__Problem to work on__.
Render the lines starting at the one containing "Pick out each instance of the green grass" and ending at the one containing "<point>344,581</point>" as a Markdown table with two columns, Number and Line. Number each line in order and leave out blank lines.

** START OF Data to process **

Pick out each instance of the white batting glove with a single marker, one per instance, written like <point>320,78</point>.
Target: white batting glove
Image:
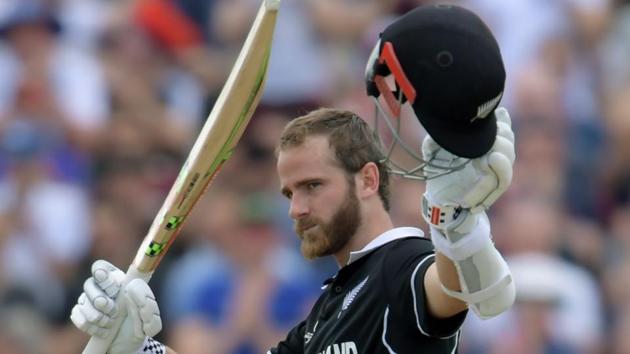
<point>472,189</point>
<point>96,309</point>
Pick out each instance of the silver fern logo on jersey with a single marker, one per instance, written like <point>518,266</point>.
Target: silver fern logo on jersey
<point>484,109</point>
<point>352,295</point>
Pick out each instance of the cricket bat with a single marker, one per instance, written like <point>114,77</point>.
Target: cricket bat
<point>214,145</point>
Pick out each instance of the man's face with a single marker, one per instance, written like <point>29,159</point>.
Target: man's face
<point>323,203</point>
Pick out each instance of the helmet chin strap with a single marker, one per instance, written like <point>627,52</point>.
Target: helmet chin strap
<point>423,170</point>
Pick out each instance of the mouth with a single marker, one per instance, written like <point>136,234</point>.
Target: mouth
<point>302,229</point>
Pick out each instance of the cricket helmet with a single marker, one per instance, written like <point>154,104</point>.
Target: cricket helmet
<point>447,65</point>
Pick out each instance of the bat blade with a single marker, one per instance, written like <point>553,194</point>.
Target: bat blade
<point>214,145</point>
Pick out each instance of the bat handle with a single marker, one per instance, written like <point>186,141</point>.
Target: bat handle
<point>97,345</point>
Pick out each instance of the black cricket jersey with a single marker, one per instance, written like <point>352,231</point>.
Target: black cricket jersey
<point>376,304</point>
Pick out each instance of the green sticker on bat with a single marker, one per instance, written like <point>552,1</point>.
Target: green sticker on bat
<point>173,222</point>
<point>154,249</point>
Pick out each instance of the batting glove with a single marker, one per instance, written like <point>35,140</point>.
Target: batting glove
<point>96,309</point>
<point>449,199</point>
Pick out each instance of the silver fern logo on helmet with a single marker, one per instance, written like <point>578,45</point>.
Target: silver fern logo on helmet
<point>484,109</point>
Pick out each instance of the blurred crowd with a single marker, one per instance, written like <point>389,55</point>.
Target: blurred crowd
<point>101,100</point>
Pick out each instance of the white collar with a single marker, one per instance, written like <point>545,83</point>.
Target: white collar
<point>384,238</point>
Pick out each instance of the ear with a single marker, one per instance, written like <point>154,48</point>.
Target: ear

** END OF Data to process **
** START OF Data to process **

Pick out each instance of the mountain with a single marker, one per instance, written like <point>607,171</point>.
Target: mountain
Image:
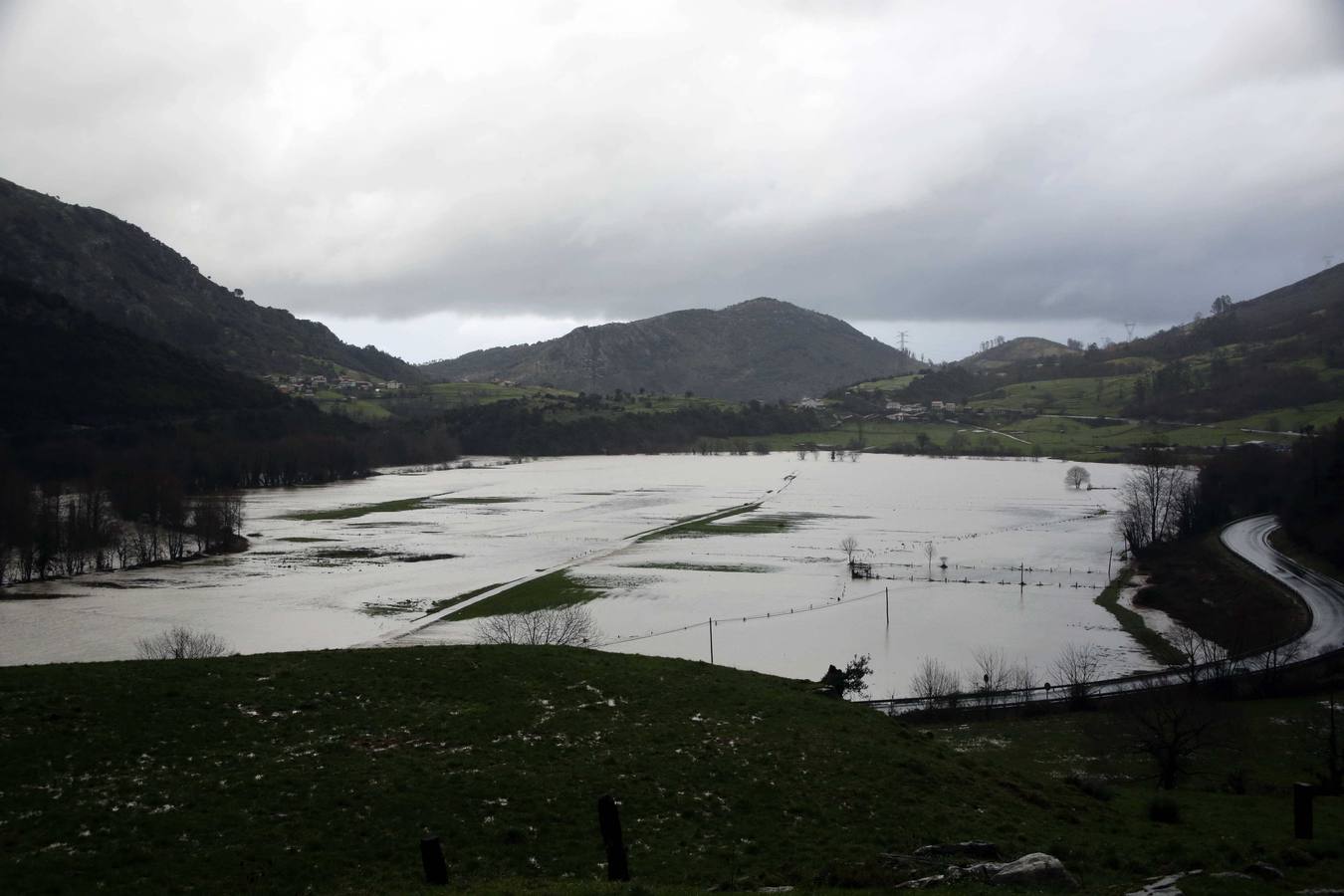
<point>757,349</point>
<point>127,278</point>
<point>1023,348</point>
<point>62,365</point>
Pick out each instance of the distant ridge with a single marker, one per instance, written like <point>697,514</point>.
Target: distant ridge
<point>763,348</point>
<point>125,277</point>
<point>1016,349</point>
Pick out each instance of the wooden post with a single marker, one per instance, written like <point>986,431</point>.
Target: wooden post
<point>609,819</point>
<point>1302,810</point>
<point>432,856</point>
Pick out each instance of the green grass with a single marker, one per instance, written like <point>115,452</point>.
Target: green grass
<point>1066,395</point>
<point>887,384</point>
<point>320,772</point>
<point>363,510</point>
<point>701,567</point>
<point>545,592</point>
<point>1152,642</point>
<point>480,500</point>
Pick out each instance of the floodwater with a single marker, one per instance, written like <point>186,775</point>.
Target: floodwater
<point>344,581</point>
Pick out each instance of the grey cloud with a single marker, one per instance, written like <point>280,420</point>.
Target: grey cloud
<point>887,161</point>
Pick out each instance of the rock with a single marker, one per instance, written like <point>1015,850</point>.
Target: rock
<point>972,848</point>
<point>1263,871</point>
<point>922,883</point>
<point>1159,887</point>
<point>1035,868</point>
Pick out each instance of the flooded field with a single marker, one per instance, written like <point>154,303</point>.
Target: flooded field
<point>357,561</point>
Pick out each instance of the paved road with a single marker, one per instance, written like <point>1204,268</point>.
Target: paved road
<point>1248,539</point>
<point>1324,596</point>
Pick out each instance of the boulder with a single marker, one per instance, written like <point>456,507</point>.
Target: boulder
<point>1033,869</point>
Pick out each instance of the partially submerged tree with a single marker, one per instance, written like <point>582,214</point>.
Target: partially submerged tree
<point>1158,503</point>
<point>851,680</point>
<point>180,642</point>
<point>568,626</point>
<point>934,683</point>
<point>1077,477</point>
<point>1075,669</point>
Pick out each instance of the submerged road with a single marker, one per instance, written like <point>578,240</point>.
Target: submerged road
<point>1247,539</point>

** END OF Data to process **
** START OF Data to process **

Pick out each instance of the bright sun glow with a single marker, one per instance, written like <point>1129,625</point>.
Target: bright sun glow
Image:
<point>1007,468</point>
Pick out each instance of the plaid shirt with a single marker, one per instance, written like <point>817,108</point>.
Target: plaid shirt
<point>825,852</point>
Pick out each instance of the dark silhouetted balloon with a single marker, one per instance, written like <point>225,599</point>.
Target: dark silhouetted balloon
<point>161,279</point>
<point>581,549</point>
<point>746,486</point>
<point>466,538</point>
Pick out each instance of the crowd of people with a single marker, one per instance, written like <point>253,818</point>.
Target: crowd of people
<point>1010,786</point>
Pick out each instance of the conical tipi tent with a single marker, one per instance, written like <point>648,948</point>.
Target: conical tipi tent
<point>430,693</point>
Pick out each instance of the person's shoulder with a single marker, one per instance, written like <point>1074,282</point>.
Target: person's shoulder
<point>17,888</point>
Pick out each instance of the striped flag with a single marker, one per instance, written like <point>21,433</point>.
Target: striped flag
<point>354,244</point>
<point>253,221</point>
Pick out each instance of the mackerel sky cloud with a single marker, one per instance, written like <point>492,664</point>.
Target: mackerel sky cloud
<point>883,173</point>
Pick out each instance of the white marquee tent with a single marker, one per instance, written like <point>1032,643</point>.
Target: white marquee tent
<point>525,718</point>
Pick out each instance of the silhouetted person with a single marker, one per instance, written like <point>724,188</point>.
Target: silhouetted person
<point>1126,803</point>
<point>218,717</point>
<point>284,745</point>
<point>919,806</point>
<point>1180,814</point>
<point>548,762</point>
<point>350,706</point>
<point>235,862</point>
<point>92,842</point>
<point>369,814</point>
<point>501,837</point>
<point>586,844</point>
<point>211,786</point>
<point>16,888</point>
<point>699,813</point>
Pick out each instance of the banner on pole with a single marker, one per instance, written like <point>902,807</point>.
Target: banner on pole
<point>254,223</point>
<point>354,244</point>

** END OF Data to process **

__Task response__.
| Number | Line |
|---|---|
| 1 | Pick out each instance of the green grass with a single marker, one per instance, written like <point>115,452</point>. |
| 2 | Target: green grass |
| 3 | <point>1066,395</point> |
| 4 | <point>887,384</point> |
| 5 | <point>320,772</point> |
| 6 | <point>363,510</point> |
| 7 | <point>701,567</point> |
| 8 | <point>545,592</point> |
| 9 | <point>1152,642</point> |
| 10 | <point>480,500</point> |
| 11 | Pick out each instance of the floodwater with a single marker, one per instance, written like <point>186,775</point>. |
| 12 | Target: floodwater |
| 13 | <point>344,581</point> |